* [To do] Copy each of the records below word for word, keeping every line in its original order.

* [Data supplied]
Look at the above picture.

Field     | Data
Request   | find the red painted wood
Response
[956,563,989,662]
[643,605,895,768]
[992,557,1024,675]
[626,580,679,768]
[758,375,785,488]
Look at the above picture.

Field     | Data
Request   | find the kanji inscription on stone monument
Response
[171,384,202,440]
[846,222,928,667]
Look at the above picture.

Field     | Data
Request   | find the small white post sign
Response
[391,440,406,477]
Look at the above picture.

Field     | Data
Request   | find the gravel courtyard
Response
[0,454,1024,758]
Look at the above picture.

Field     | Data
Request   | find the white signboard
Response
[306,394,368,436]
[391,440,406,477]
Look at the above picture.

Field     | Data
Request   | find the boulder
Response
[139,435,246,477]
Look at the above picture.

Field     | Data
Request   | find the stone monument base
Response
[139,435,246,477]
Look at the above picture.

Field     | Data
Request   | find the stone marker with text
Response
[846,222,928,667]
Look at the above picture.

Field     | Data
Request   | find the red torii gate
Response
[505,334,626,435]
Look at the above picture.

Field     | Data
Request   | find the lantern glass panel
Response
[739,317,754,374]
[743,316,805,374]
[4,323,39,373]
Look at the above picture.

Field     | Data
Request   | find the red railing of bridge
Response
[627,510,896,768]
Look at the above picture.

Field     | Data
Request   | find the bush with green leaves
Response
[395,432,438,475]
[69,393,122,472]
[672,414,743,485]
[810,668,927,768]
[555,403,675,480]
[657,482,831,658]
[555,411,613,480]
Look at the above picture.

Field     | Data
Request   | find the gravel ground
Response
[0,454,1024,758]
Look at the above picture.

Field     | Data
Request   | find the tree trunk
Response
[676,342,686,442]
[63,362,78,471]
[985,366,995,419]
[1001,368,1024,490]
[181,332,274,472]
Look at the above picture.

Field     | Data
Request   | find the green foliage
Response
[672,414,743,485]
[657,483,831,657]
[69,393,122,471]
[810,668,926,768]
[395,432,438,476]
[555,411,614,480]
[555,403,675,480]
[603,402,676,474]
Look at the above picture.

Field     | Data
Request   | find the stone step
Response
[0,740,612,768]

* [Response for this exercise]
Look at the above picture.

Field     | Data
Request   | find the red painted wood
Response
[956,563,989,662]
[643,605,895,768]
[992,557,1024,675]
[626,580,679,768]
[758,375,785,488]
Look at the above picture.

Field     | Data
Request   | find the kanji inscription on stone monument
Response
[171,384,202,440]
[846,222,928,667]
Look at the above picture.

Field     | Data
Request   | find the small white post sign
Response
[391,440,406,477]
Look at the above picture.

Field     | Data
Request   | find the gravel courtyard
Response
[0,454,1024,758]
Look at the above picture.

Field     | Data
Request   | find the white signboard
Response
[306,394,368,436]
[391,440,406,477]
Look at the above picture.

Field     | Data
Request   | find the boulder
Response
[139,435,246,477]
Look at the above picture.

Field     | Data
Request   | find the stone monument base
Response
[139,435,246,477]
Look at the above picture.

Field     | Data
Request   | find the stone marker with text
Response
[846,222,928,667]
Look at the above picture.

Field     | Data
Request   | find the red torii gate
Response
[505,334,626,435]
Look at the above picture.

Field     | Data
Request   | find the lantern glass panel
Response
[739,317,754,374]
[743,316,805,374]
[4,323,39,373]
Look at the above picture.

Field     | Data
Request   | find the red railing of bridge
Response
[627,510,896,768]
Look at the above picture.

Field     | Data
Request   | find the bush with green leaves
Response
[395,432,438,475]
[69,393,122,472]
[672,414,743,485]
[810,668,927,768]
[555,403,675,480]
[657,482,831,658]
[555,411,613,480]
Look at the above picture.

Field     | Data
Request   | find the gravel ground
Response
[0,454,1024,758]
Look at the above picture.

Field     | Data
Request   | find the tree trunk
Response
[676,342,686,442]
[63,362,78,471]
[985,366,995,419]
[1001,368,1024,490]
[181,332,274,472]
Look at the above picture.

Field     | Data
Request   | find the green foliage
Response
[672,414,743,485]
[657,483,831,657]
[69,393,122,471]
[810,668,926,768]
[395,432,438,476]
[555,411,614,480]
[555,403,675,480]
[603,402,676,474]
Look at the above picture.

Field     | Data
Request   | find the stone step
Response
[0,740,612,768]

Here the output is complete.